> _THE EXERCISE_
Rewrite the entries below, starting at the line that contains "Mark each instance of the green" and ending with the last entry, keeping the requests and their sample numbers unchanged. In each answer, multiply every coordinate by 2 and round to whole numbers, with halves rounded up.

Point labeling entries
╭──

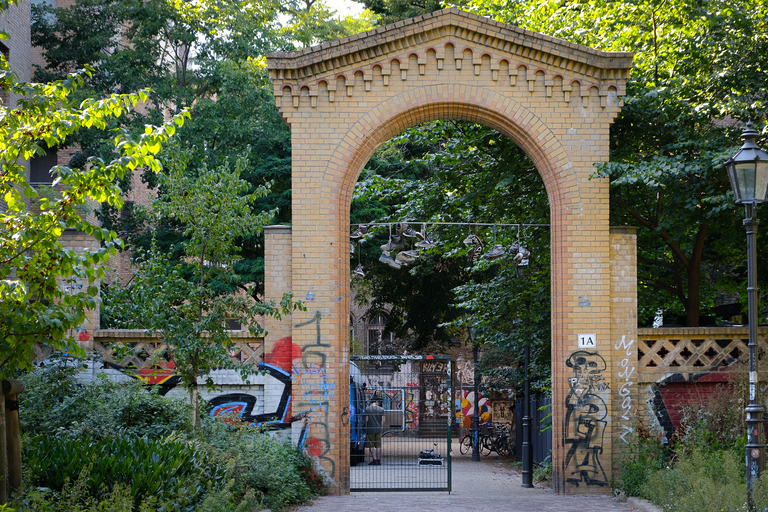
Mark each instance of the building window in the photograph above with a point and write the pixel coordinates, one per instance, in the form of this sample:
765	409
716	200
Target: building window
379	344
40	167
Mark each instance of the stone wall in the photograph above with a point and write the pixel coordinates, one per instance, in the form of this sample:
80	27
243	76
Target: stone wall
682	366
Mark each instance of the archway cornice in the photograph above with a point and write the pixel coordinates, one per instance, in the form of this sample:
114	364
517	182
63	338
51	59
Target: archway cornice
418	33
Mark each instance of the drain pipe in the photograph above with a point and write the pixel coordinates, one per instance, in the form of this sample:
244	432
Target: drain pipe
527	447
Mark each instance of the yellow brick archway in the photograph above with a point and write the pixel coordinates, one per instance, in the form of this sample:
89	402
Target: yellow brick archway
556	100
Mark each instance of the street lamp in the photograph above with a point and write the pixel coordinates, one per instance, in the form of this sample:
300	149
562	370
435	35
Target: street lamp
748	172
476	412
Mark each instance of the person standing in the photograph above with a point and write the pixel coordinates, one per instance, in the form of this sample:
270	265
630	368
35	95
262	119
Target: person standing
374	422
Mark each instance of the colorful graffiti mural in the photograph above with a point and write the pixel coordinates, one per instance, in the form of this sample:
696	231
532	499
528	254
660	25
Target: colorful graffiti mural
465	408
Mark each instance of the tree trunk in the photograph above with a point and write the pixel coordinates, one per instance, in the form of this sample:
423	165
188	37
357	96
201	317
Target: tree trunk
693	307
195	399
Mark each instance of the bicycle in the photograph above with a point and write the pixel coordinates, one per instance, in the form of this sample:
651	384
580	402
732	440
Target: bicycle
497	441
465	445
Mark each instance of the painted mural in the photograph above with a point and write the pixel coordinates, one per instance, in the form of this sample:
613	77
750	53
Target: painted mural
465	408
585	420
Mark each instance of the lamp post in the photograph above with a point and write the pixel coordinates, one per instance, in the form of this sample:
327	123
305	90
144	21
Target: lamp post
748	172
460	381
476	412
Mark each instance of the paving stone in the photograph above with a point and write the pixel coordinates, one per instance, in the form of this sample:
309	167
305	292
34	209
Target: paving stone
491	484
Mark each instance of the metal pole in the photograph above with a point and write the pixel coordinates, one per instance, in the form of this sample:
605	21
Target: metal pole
476	413
754	410
527	447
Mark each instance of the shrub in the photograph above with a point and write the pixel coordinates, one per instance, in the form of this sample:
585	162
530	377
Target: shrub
170	469
715	422
643	456
53	401
276	472
700	481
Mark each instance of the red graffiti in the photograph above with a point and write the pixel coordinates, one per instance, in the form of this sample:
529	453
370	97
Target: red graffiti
283	354
157	374
314	447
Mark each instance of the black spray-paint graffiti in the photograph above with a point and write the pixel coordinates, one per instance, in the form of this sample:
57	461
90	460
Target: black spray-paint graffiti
242	404
585	420
625	377
315	398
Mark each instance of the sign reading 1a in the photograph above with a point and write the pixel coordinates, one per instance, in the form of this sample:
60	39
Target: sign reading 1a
587	341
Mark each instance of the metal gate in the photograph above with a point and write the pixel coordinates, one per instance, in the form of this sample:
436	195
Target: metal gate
415	392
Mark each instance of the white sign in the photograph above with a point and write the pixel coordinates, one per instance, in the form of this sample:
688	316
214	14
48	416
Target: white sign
587	341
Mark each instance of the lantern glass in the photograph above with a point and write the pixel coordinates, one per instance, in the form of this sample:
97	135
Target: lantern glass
748	170
749	180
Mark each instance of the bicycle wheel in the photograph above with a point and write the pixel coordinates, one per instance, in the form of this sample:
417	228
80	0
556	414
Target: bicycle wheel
486	445
466	444
503	446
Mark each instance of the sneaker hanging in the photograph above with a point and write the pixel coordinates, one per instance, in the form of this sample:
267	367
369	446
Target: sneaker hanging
388	260
410	233
404	259
394	244
495	253
360	232
426	243
526	254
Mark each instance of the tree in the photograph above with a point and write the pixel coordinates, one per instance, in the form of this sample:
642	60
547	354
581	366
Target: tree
445	172
34	265
390	11
206	56
699	67
190	312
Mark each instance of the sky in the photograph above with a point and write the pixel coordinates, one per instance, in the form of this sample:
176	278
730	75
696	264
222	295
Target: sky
345	7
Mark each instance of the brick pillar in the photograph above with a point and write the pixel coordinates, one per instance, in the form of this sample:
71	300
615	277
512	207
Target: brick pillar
625	396
277	281
80	242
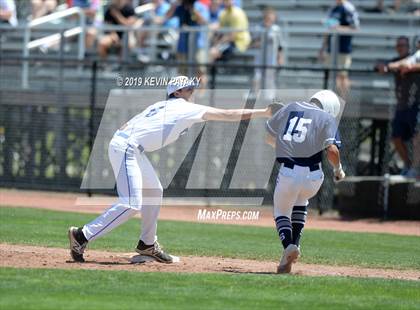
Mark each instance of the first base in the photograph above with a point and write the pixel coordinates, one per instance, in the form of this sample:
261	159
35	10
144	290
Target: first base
139	259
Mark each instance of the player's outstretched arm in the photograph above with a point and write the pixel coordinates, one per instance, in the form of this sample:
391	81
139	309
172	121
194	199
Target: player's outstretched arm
234	115
333	155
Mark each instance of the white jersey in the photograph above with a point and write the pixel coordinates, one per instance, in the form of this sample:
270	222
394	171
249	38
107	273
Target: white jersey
161	123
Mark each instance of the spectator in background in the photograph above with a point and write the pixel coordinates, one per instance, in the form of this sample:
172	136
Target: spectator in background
42	7
413	6
226	44
342	17
407	92
191	13
269	53
8	12
91	8
215	10
120	13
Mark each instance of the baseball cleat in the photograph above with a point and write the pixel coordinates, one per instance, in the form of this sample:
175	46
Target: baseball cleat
77	244
290	255
154	251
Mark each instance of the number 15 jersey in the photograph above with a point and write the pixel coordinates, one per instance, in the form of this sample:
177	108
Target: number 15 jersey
302	131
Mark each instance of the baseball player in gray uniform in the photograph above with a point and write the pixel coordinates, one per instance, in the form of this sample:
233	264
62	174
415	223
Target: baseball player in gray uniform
139	189
300	132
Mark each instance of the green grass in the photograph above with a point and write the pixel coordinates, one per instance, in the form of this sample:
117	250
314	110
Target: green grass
49	228
84	289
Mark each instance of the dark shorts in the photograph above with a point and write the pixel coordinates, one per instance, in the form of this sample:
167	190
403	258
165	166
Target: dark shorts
404	123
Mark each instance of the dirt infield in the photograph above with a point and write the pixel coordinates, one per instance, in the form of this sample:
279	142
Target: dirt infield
20	256
79	203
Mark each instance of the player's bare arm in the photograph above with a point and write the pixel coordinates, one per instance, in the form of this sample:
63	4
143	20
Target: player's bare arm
234	115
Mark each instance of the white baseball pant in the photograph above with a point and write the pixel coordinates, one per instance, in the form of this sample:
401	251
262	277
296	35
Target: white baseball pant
294	187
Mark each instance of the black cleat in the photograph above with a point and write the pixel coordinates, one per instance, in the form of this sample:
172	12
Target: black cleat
154	251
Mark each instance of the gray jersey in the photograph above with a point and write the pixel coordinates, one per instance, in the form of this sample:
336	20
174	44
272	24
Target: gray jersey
302	131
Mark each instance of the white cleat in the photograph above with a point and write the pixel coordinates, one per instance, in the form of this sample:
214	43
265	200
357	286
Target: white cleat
290	256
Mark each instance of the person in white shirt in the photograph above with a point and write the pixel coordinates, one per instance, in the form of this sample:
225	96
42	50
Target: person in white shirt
138	186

╰──

> _ANSWER FOR THE TASK_
Mark each instance of the green grass in the photograph above with a point and write the pixel coordinates, one per instance, in the form of this sample:
117	250
314	110
Target: green grass
98	456
168	578
Mark each instance of the dark shorts in the photograph above with a point and write the pixel coordinates, one per instance, in the form of this sample:
167	190
403	258
165	166
Target: dark shorts
808	246
Mark each instance of the dirt infield in the photograph above with a point and write the pixel coordinates, one per instance, in the form of this sample:
279	142
Target: dirt infield
40	512
158	406
Mark each instance of the player's bare arm in the photograph above with a point and write the pixel coordinates, one per instance, in the form of this sample:
63	4
143	20
Target: player's bare arm
468	230
Mark each instance of the white baseball pant in the photograph above with a point and write the pixel coordinates, one per instance, in the form of this sample:
401	251
262	277
296	35
Target: white baseball pant
588	374
Mark each instance of the black cleat in the photograph above with a point and write the pixel coordinates, one per instance, in the form of this sample:
172	12
Target: black cleat
308	502
Mark each instance of the gray jersey in the photograph above with a point and write the pixel coordinates, one per instance, in the form of this sample:
336	20
174	44
272	24
Target: gray jersey
604	262
Mark each instance of the white cleat in the photograph above with a point and write the pixel coordinates, one per instance, in the form of this sample:
214	43
265	200
357	286
Target: white cleat
580	512
Mark each instance of the person in white shirt in the photograph above with a point and write the pixel coordinates, one per instance, in the form of this sample:
225	96
42	50
Target: person in white shirt
276	372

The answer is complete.